Using the data below, return the stretch from the line that contains "scan for: farthest" through the line that contains "scan for: clear", both included, exactly as it stands and nothing beyond it.

((

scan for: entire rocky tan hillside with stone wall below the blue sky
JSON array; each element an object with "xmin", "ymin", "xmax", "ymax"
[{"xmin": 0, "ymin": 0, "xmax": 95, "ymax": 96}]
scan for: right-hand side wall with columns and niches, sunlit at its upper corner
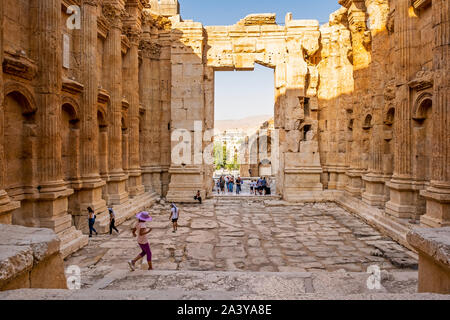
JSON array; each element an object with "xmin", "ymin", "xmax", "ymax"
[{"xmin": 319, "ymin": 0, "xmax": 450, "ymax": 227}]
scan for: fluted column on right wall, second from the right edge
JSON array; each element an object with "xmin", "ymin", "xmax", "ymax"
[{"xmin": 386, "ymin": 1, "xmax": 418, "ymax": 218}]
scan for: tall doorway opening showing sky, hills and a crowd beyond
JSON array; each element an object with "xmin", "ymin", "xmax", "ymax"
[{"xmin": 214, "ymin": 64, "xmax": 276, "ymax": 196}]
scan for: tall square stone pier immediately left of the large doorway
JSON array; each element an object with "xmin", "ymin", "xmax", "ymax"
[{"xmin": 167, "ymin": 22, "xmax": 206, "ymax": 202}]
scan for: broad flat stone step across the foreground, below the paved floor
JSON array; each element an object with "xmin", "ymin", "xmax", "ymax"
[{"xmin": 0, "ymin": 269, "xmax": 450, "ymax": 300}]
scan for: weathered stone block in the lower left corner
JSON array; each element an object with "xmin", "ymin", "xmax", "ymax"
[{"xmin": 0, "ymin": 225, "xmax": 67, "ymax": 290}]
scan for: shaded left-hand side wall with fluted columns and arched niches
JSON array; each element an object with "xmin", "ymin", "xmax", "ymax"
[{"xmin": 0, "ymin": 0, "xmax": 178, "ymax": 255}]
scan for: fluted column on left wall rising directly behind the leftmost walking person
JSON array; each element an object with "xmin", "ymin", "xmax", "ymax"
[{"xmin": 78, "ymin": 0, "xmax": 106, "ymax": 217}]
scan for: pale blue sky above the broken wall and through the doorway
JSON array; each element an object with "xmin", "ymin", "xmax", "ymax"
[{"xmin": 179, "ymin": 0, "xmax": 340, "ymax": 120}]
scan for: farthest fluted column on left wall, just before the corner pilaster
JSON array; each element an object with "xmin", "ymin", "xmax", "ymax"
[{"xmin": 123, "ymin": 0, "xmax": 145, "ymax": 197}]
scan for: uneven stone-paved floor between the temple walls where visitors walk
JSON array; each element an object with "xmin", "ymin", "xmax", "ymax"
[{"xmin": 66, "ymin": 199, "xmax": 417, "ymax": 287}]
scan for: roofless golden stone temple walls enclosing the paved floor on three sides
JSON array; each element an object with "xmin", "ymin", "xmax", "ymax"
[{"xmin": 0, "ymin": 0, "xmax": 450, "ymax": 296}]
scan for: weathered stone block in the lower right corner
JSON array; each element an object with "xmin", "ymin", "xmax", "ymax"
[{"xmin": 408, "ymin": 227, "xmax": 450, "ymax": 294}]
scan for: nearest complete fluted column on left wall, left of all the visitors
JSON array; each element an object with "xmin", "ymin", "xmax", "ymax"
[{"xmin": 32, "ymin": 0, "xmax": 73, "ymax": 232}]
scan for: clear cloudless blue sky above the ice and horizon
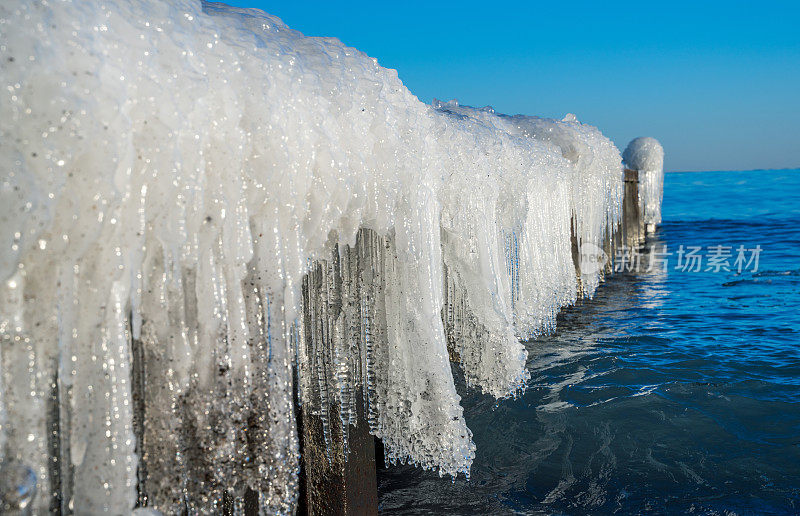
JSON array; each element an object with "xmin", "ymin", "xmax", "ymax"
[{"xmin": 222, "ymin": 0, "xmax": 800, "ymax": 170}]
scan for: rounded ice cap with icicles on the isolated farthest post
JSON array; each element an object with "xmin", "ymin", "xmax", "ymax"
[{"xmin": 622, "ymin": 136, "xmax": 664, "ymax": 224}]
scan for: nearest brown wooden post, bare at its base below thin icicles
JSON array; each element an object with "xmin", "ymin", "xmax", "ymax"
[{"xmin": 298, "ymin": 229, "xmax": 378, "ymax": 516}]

))
((

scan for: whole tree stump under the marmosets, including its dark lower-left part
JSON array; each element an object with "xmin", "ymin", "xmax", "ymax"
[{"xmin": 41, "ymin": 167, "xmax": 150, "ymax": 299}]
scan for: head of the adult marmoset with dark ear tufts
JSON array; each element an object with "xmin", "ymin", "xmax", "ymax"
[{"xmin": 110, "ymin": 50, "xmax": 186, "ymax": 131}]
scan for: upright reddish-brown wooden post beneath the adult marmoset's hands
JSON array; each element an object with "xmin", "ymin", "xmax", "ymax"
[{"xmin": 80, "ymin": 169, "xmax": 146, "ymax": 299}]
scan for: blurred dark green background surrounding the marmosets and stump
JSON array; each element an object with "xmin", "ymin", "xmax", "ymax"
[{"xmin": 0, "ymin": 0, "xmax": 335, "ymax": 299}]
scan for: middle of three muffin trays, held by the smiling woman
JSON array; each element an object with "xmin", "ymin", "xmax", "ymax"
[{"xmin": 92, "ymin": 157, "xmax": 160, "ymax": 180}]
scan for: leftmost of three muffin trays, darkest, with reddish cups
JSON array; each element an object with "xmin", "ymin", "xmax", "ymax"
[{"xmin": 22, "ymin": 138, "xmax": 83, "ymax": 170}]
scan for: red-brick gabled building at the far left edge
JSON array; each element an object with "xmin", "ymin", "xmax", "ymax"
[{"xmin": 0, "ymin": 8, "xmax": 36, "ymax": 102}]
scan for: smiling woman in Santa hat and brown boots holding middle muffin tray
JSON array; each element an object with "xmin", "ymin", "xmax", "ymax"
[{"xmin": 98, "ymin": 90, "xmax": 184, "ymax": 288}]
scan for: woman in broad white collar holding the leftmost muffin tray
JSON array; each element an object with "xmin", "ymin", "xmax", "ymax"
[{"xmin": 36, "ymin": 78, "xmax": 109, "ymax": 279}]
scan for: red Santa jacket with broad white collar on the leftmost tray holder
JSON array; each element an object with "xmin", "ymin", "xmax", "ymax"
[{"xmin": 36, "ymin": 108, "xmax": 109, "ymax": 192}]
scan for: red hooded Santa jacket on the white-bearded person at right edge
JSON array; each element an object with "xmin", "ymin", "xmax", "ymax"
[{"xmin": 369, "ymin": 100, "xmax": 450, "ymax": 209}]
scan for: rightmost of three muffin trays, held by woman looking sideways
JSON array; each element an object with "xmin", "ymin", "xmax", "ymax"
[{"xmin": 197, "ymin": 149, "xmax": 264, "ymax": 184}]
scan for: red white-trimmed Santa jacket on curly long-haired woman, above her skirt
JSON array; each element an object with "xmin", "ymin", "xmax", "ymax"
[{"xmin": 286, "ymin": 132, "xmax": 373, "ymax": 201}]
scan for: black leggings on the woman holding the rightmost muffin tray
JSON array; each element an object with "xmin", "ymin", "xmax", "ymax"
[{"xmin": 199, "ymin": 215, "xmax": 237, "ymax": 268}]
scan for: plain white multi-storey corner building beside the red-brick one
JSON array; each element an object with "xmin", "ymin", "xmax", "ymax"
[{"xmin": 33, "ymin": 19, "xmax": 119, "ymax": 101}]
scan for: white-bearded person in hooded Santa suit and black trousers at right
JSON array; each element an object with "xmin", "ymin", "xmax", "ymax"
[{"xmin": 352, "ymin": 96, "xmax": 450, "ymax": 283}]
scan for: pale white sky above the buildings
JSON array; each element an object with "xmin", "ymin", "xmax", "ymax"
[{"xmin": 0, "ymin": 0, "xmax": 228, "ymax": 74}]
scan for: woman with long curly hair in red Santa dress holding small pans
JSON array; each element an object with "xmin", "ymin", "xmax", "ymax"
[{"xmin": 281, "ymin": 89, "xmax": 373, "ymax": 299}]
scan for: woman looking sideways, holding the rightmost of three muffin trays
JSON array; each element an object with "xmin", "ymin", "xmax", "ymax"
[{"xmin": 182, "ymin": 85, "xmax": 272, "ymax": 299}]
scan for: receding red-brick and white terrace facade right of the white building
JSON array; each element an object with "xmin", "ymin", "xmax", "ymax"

))

RESPONSE TO THE TASK =>
scan for: farthest fluted column on left wall, just before the corner pilaster
JSON array; each element an object with "xmin", "ymin", "xmax", "ymax"
[{"xmin": 123, "ymin": 0, "xmax": 145, "ymax": 197}]
scan for: uneven stone-paved floor between the temple walls where visitors walk
JSON array; each element an object with "xmin", "ymin", "xmax", "ymax"
[{"xmin": 66, "ymin": 199, "xmax": 417, "ymax": 287}]
scan for: roofless golden stone temple walls enclosing the paved floor on three sides
JSON array; each element an object with "xmin", "ymin", "xmax", "ymax"
[{"xmin": 0, "ymin": 0, "xmax": 450, "ymax": 296}]
scan for: weathered stone block in the lower right corner
JSON array; each element an object with "xmin", "ymin", "xmax", "ymax"
[{"xmin": 408, "ymin": 227, "xmax": 450, "ymax": 294}]
scan for: nearest complete fluted column on left wall, left of all the visitors
JSON array; each element an object with "xmin", "ymin", "xmax", "ymax"
[{"xmin": 32, "ymin": 0, "xmax": 73, "ymax": 232}]
scan for: clear cloudless blue sky above the ice and horizon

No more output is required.